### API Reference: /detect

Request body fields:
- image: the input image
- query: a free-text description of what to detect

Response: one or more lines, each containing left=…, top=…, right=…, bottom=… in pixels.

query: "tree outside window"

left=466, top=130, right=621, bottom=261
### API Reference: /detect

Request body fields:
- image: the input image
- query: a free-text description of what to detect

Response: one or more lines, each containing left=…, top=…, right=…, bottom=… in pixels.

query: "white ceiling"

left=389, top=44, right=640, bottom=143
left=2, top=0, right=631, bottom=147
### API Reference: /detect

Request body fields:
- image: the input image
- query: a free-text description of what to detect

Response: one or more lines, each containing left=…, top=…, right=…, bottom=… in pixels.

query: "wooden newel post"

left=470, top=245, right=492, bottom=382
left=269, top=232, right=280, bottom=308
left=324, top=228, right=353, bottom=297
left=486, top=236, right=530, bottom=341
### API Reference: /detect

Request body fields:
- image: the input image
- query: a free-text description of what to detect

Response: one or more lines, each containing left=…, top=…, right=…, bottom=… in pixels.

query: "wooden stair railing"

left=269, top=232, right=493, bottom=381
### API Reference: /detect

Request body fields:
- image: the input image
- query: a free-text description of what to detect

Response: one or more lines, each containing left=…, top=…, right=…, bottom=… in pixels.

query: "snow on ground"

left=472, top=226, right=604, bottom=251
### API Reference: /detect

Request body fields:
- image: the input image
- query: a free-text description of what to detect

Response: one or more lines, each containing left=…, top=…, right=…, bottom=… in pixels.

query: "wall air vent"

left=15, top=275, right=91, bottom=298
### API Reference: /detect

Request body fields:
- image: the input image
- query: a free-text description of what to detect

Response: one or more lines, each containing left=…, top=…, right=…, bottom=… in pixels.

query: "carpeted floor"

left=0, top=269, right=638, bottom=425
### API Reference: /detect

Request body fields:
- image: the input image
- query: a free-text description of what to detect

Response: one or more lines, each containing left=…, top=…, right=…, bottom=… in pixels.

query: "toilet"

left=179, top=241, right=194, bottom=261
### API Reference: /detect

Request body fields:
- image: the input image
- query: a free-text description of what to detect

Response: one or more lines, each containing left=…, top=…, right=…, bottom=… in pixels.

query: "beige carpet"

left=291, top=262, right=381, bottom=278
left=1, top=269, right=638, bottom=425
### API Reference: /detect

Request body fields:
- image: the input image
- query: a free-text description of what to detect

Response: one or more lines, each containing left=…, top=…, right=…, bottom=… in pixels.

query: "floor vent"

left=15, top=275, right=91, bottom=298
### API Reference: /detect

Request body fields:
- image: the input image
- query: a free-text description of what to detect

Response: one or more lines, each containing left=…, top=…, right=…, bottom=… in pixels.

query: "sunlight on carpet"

» **DESCRIPTION OF THE TASK**:
Each entry above must be printed exactly as written.

» **RESULT**:
### API Reference: /detect

Request body fields:
- image: the input image
- query: a free-text description of what to detect

Response: one or more lines, each containing left=…, top=…, right=…, bottom=… in pixels.

query: "tree outside window"

left=466, top=130, right=621, bottom=261
### API Reference: /detect

Request body fields:
- image: the input image
- query: a free-text description of what to detect

Response: one or more lines, each containing left=…, top=…, right=…, bottom=… in pixels.

query: "white ceiling"

left=389, top=44, right=640, bottom=143
left=2, top=0, right=631, bottom=147
### API Reference: /detect

Request body fields:
- image: the input image
- query: a free-text description of what to detect

Response: one or more lines, each containing left=…, top=…, right=…, bottom=… in pixels.

query: "wooden newel post"

left=470, top=245, right=492, bottom=382
left=269, top=232, right=280, bottom=308
left=324, top=228, right=353, bottom=297
left=486, top=236, right=530, bottom=341
### API Reference: /detect

Request body fields:
- image: the input image
- query: a free-text description of what to detect

Response: one or more lines, each containing left=…, top=…, right=…, bottom=… in pixels.

query: "wooden stair railing"

left=269, top=232, right=493, bottom=381
### API Reference: /detect

Request body fields:
- image: the input image
- query: a free-text description of what to detect

Response: one or more lines, each containing left=…, top=…, right=…, bottom=… in pixels.

query: "snow on ground"

left=472, top=226, right=604, bottom=251
### API Reference: /detect

Request body fields:
- image: the input image
- query: a free-text description of what to detect

Response: one or more lines, each containing left=…, top=…, right=…, bottom=… in pixels.

query: "wall air vent"

left=15, top=275, right=91, bottom=298
### API Reference: /detect

Request body fields:
- image: the input image
- query: a free-text description of what to detect

Response: one or more lines, each containing left=…, top=…, right=…, bottom=… in pixels.

query: "carpeted floor"

left=0, top=269, right=638, bottom=425
### API Reference: /detect

Request body fields:
- image: the input image
- query: a free-text description of what to detect

Response: one or more lines, each containing left=…, top=…, right=…, bottom=… in pixels.

query: "toilet"

left=179, top=241, right=194, bottom=261
### API Reference: /detect

Request body fields:
- image: the input image
- query: a free-text description of what to detect

Response: one or more lines, each containing left=…, top=…, right=…, bottom=… in pixels.

query: "beige carpet"

left=291, top=262, right=381, bottom=278
left=1, top=269, right=638, bottom=425
### API Reference: /detect

Request body fields:
- image: the input image
- query: a free-text description of what to detect

Response: one or more lines, each containing left=…, top=…, right=…, bottom=… in pixels.

query: "floor vent"

left=15, top=275, right=91, bottom=298
### API Reference: /detect

Request body fields:
- image: the input image
- query: a free-text description of what to detect

Response: one or more lines, each containing left=…, top=…, right=…, bottom=… in pixels.

query: "sunlight on carpet"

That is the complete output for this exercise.